Untuk merenovasi posko-posko di ladang yang sudah tidak layak pakai, digunakanlah cara arisan. Setiap warga mengumpulkan 50 ribu per minggu nya untuk merenovasi posko. Pemetaan posko yang sudah tidak layak juga dilakukan. Karena menggunakan cara arisan, perdebatan sengit terjadi mengenai jadwal menarik arisan. Namun perdebatan itu berakhir dengan konklusi bahwa posko masyarakat yang paling buruklah yang akan diperbaiki terlebih dahulu.

Posko tersebut digunakan sebagai patok lahan. Bahwa lahan tersebut sudah digunakan oleh masyarakat dan sekalian memberikan tanda untuk melarang PT TPL menanam kembali Eucaliptusnya.

Tanaman eucalyptus PT TPL yang merenggut tanah adat

Di saat yang lain terjadi diskusi dengan Op. Morris. Tercetus dari saya bahwa aksi reklamasi ini sebenarnya sangat rentan dengan kriminalisasi. Hal ini disebabkan tanah-tanah tersebut masih masuk hutan konsesi milik PT.TPL. Merespon hal tersebut Op.Morris mengatakan bahwa masyarakat sudah tidak percaya lagi dengan hukum. Sudah lama mereka menantikan agar tanah mereka kembali namun sampai saat ini tidak 1 hektar pun tanah tersebut mereka dapatkan secara legal.

■ ■ ■ ■ ■ ■ ■

■ SOAL A: Perbarui baris-baris data mulai dari baris yang memuat "Practice. Spot the exposed" sampai baris data terakhir dengan mengganti "horizontal stabilizer" menjadi "tail stabilizer" dan membiarkan selebihnya tetap sama. Tuliskan hanya baris-baris tersebut.
Teks di atas dan baris-baris data berikut berasal dari sumber yang berbeda.

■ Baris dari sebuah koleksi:
■ ■ ■ ■ ■ ■ ■

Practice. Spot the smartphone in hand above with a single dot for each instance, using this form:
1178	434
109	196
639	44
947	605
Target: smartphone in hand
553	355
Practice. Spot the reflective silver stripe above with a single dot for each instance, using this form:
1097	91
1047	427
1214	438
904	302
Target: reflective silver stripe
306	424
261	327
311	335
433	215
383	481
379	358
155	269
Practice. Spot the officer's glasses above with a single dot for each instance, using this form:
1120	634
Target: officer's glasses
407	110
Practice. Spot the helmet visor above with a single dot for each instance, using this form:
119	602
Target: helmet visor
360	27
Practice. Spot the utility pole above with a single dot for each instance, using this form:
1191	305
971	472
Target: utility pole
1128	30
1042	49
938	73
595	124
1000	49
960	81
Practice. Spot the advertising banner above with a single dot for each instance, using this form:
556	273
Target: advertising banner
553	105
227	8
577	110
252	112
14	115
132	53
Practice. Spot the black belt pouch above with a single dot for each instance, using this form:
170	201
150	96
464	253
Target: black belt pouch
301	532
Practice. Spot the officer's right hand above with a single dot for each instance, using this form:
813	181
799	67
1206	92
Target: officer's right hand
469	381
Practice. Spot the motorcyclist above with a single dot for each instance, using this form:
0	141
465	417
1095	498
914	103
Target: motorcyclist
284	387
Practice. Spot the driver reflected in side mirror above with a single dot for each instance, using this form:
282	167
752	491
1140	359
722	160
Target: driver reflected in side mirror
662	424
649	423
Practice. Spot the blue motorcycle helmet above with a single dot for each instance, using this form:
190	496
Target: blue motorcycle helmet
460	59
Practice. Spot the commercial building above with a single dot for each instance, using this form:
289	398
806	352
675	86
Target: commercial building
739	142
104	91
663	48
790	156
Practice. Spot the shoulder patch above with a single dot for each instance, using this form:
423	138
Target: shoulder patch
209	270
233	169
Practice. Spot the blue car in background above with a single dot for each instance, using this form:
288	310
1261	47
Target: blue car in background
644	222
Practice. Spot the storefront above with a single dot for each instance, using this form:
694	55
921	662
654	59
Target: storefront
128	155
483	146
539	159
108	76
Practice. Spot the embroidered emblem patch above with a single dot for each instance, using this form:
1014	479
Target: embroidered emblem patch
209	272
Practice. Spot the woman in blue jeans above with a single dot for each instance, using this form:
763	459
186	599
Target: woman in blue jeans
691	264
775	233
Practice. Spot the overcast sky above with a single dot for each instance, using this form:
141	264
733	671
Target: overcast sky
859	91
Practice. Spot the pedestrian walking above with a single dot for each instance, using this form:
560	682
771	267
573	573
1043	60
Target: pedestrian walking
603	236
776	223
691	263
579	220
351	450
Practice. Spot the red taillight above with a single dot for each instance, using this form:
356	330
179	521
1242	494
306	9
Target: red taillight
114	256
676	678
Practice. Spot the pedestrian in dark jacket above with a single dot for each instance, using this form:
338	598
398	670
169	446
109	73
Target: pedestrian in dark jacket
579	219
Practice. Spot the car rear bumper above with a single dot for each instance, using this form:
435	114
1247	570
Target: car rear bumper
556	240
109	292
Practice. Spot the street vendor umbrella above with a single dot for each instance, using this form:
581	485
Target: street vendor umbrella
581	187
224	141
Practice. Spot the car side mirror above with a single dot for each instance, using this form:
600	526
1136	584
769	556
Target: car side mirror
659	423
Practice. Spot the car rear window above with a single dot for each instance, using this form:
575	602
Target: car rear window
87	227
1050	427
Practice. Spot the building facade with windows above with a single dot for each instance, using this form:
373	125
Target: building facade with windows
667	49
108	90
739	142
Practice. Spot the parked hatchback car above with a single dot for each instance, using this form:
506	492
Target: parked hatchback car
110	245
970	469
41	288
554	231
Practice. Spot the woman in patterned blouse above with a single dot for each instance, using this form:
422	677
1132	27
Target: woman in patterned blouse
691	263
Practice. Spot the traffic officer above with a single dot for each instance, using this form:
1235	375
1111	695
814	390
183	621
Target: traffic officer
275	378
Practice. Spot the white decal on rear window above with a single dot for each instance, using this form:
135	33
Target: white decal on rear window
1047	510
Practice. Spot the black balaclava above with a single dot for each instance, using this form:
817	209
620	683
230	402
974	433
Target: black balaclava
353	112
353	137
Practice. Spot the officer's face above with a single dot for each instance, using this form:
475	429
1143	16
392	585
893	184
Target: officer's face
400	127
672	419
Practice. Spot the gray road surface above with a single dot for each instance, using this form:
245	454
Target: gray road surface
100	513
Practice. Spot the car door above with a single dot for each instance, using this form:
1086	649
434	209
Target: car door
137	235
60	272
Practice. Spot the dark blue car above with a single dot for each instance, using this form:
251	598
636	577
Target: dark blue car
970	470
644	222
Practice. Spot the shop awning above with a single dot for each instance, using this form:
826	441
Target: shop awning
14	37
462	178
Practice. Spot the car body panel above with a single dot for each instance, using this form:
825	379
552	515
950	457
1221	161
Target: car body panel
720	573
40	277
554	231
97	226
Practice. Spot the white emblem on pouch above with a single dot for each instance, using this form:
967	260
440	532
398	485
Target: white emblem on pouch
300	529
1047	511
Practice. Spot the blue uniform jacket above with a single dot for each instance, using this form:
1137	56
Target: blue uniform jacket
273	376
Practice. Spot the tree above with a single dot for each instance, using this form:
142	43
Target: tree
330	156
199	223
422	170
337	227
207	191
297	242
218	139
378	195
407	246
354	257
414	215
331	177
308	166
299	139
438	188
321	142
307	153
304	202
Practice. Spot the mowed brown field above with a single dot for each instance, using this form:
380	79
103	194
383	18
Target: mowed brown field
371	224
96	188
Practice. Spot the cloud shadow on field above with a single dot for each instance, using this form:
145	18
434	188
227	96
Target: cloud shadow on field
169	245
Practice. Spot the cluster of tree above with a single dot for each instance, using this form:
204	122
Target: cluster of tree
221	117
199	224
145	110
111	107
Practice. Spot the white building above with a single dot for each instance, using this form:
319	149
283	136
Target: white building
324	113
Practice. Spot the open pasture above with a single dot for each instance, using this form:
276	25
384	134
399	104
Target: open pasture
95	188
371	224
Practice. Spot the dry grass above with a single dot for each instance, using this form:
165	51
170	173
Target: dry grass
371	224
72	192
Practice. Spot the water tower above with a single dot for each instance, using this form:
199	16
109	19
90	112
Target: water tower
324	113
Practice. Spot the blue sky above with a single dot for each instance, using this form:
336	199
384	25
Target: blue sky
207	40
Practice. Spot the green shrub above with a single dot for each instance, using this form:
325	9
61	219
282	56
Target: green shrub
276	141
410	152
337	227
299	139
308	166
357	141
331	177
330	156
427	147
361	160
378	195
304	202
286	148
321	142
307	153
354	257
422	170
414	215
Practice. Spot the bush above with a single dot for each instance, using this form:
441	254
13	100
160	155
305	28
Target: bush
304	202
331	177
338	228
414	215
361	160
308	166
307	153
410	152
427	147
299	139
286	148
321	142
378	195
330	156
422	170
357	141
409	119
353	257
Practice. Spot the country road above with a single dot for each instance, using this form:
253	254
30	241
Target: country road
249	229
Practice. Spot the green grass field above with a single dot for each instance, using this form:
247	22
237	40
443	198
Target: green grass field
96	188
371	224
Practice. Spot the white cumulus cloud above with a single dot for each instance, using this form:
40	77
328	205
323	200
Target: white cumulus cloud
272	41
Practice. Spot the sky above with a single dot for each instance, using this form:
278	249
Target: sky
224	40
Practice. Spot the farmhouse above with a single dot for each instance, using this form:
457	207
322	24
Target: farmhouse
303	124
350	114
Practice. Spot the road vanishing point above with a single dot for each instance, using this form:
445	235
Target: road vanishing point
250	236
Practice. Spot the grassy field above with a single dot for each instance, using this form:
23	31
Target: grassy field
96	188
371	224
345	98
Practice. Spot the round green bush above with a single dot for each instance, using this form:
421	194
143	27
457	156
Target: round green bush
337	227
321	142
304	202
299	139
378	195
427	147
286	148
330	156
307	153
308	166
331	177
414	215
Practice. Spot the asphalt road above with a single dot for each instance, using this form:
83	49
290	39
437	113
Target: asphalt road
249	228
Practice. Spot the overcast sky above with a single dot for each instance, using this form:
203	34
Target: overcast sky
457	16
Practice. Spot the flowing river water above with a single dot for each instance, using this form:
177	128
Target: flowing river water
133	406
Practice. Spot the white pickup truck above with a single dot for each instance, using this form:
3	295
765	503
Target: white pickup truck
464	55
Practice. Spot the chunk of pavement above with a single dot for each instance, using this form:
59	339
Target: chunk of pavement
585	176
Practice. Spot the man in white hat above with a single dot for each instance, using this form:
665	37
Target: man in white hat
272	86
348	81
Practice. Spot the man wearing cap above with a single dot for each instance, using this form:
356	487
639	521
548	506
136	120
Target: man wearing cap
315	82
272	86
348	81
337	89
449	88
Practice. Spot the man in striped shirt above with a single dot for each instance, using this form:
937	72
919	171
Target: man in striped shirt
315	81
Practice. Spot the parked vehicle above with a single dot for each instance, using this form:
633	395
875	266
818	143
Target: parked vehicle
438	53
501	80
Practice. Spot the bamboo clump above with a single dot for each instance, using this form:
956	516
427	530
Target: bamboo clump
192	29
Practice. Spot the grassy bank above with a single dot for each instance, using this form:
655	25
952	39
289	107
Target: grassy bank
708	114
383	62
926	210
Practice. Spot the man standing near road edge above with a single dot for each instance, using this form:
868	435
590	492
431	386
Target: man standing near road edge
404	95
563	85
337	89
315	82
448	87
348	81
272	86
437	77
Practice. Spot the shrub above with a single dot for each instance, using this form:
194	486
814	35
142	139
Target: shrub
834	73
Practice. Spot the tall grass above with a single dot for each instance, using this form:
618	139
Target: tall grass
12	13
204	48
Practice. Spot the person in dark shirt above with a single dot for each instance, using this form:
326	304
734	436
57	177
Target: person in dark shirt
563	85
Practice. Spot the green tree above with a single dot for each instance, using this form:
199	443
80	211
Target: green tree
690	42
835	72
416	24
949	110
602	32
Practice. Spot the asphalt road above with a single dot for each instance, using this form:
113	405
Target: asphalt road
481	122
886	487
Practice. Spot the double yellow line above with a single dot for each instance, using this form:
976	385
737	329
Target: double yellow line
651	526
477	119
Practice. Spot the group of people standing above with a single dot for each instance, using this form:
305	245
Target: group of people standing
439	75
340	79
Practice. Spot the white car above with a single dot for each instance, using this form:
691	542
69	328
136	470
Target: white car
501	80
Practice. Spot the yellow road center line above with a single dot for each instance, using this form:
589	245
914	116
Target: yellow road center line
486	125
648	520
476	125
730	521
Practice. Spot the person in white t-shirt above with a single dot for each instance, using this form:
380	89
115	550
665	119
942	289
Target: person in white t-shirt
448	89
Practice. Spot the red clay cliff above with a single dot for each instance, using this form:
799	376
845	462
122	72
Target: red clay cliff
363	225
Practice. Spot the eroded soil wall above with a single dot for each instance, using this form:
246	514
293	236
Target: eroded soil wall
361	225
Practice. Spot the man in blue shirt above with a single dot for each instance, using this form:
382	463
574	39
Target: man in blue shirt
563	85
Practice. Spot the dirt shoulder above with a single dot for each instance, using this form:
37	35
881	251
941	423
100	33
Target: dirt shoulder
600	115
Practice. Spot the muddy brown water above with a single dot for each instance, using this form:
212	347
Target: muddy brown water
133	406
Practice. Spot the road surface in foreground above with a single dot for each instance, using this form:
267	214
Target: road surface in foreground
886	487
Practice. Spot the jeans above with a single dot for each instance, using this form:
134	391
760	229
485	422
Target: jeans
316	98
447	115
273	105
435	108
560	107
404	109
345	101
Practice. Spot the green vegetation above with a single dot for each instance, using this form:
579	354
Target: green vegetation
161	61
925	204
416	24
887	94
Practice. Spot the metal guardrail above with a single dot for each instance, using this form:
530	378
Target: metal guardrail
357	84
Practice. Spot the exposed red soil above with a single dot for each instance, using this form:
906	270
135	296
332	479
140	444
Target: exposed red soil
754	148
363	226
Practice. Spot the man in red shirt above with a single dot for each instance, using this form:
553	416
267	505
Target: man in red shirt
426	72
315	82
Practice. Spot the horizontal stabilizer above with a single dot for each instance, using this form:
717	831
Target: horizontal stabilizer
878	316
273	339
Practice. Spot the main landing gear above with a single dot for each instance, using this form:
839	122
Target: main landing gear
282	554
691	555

■ ■ ■ ■ ■ ■ ■

■ SOAL B: Dalam kutipan teks tentang reklamasi lahan, berapa uang yang dikumpulkan setiap warga per minggu untuk merenovasi posko?

■ JAWABAN A:
Practice. Spot the exposed red soil above with a single dot for each instance, using this form:
906	270
135	296
332	479
140	444
Target: exposed red soil
754	148
363	226
Practice. Spot the man in red shirt above with a single dot for each instance, using this form:
553	416
267	505
Target: man in red shirt
426	72
315	82
Practice. Spot the tail stabilizer above with a single dot for each instance, using this form:
717	831
Target: tail stabilizer
878	316
273	339
Practice. Spot the main landing gear above with a single dot for each instance, using this form:
839	122
Target: main landing gear
282	554
691	555

■ JAWABAN B: 50 ribu per minggu.